Extract:
Same-Sex Marriage Ruling Will End Social Security Discrimination for Families Nationwide

Today’s historic Supreme Court ruling touches the lives of millions of Americans and their families in many ways.  It ends the discriminatory patchwork of laws that has given some same-sex partners legal rights that were denied to their neighbors in other states.  It will also impact access to federal benefits like Social Security.  For those Americans who rely on Social Security for retirement, disability, spousal and survivor benefits this ruling finally clears the way for the universal and fair distribution of benefits to all who have earned them.

The basic tenet of Social Security is that if you contribute to the system throughout your working life, you and your family will receive those earned benefits in retirement, death or disability. Unfortunately for many same-sex couples and their families that important principle has been ignored as some states refused to recognize the marriages of gay and lesbian couples.  Today’s Supreme Court decision finally rights that wrong and clears the way for same-sex couples to access the hard-earned spousal and survivor benefits they’ve paid for just like every other American.

The National Committee has led the way in the fight to end this denial of Social Security benefits to deserving spouses. We’re proud of the role we have played with the Social Security Administration and others as part of our “Know Your Rights” project in helping same-sex couples exercise their legal right to benefits as their marriages were recognized in various states.  We now urge the Social Security Administration to move quickly to ensure all Americans nationwide can access the spousal benefits they have earned.”...Max Richtman, NCPSSM President/CEO

GOP Priorities for Social Security are Clear

Congress is proposing a freeze on funding for the already strapped Social Security Administration at last year’s levels.  The SSA administrative budget has already fallen by over 10 percent since 2010 after adjusting for inflation.  The GOP’s 2016 SSA Appropriation ignores inflation and the fact that ten thousand Americans are turning 65 each day.

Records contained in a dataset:

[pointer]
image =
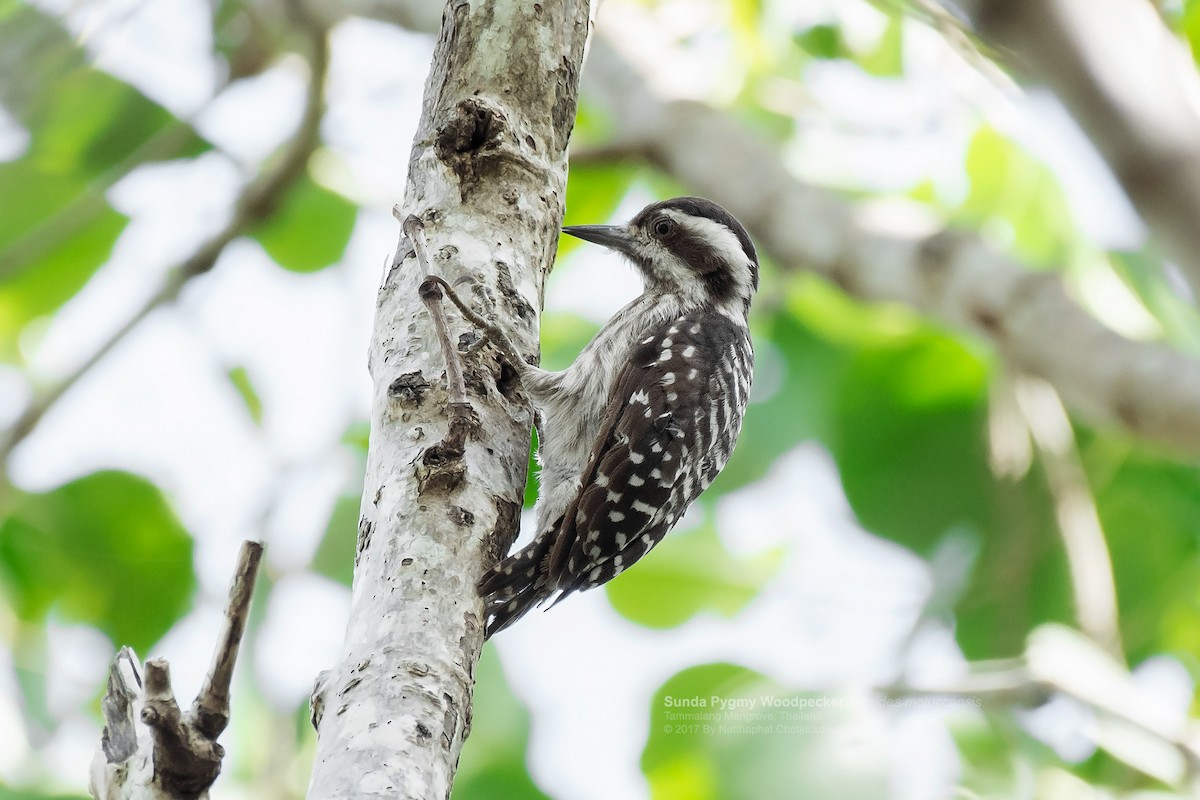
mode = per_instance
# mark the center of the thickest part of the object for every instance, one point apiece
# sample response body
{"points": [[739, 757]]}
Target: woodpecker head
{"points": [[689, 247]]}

...

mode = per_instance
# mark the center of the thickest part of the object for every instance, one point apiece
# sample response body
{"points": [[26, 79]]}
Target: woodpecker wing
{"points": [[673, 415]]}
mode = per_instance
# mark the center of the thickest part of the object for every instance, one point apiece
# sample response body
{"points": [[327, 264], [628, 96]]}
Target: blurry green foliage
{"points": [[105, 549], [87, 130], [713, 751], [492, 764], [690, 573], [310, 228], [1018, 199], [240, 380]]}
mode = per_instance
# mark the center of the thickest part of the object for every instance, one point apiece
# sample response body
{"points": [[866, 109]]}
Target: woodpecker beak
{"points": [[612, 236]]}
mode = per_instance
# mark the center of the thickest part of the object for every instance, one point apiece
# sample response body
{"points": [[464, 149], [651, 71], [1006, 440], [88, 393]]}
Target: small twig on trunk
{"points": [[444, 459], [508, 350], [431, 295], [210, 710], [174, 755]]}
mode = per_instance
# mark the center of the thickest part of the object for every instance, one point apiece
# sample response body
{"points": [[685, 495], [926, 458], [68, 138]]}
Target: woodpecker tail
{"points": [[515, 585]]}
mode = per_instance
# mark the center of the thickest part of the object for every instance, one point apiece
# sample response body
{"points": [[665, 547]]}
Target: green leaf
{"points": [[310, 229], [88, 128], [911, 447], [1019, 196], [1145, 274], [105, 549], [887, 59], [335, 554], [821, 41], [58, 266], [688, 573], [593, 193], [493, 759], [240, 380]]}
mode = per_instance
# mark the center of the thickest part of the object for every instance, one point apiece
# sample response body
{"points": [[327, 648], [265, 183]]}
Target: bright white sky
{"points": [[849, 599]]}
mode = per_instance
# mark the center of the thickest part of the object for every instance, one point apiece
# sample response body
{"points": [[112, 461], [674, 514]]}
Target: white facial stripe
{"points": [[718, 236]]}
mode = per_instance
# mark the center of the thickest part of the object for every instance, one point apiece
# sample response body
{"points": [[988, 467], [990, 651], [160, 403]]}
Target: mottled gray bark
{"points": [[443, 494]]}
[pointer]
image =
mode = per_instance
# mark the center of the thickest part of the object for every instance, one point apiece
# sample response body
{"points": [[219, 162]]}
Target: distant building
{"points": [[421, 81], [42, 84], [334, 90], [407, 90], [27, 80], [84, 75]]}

==

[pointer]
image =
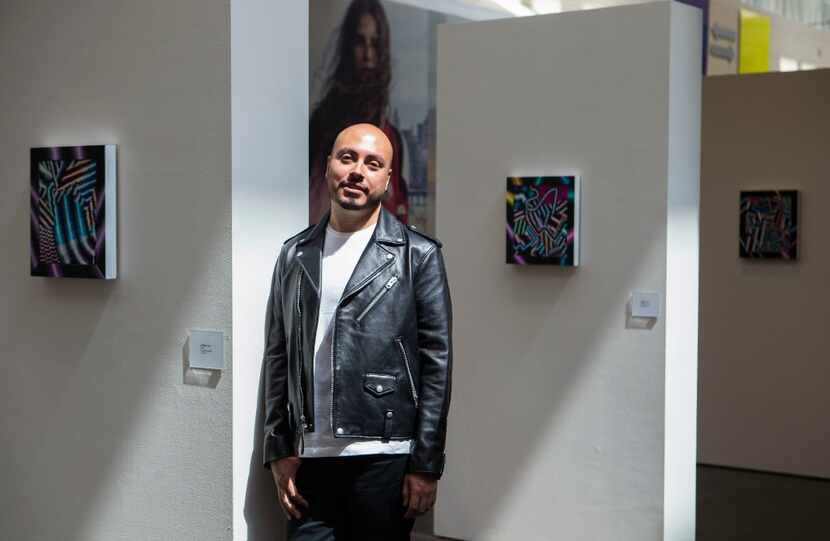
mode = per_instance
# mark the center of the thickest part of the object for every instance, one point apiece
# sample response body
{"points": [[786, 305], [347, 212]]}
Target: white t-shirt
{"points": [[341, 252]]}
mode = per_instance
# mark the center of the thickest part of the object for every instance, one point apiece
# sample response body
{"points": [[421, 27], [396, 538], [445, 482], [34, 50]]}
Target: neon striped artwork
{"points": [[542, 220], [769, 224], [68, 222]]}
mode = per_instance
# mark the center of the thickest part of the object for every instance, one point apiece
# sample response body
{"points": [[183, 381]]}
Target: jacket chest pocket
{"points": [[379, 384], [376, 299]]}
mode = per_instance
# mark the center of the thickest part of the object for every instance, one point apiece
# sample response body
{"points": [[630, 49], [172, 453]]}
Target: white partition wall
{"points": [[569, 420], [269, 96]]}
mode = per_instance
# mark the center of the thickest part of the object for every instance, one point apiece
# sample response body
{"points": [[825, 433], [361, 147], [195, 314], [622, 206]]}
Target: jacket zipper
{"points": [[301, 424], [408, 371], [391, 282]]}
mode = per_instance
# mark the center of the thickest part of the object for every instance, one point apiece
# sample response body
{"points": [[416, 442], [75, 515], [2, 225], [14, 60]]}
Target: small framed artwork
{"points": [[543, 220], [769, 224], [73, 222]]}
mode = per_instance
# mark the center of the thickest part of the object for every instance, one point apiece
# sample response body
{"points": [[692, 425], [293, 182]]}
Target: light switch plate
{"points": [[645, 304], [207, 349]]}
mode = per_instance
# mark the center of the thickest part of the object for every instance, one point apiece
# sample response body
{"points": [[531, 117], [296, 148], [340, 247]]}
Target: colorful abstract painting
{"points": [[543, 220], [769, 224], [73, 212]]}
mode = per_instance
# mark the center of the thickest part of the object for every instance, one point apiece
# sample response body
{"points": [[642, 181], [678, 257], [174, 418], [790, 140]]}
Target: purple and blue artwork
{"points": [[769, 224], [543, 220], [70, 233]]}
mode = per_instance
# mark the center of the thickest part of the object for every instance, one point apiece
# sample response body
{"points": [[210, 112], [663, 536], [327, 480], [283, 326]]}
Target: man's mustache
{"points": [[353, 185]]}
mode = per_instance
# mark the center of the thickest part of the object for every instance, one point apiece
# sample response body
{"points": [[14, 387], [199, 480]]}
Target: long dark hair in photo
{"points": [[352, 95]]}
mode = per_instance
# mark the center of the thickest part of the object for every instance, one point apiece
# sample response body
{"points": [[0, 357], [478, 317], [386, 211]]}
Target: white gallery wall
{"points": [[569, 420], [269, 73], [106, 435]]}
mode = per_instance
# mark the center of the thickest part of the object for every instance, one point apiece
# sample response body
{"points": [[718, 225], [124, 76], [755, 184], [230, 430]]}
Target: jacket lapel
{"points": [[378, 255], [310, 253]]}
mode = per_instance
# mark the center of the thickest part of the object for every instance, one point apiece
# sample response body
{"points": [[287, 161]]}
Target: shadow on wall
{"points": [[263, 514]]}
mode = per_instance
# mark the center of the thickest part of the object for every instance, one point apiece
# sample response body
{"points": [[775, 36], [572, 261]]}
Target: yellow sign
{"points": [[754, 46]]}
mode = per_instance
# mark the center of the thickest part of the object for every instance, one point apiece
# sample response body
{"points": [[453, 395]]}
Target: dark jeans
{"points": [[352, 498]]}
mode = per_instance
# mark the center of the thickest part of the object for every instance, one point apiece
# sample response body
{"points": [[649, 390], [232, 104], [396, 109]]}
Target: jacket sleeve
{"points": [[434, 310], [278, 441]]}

Activity A: By how much has the SSA administrative budget fallen since 2010 after adjusting for inflation, according to the Social Security article?
Activity B: Reproduce part of the Social Security article word for word, beginning at the words "Congress is proposing" and stopping after "65 each day.".

Task output A: By over 10 percent.

Task output B:
Congress is proposing a freeze on funding for the already strapped Social Security Administration at last year’s levels.  The SSA administrative budget has already fallen by over 10 percent since 2010 after adjusting for inflation.  The GOP’s 2016 SSA Appropriation ignores inflation and the fact that ten thousand Americans are turning 65 each day.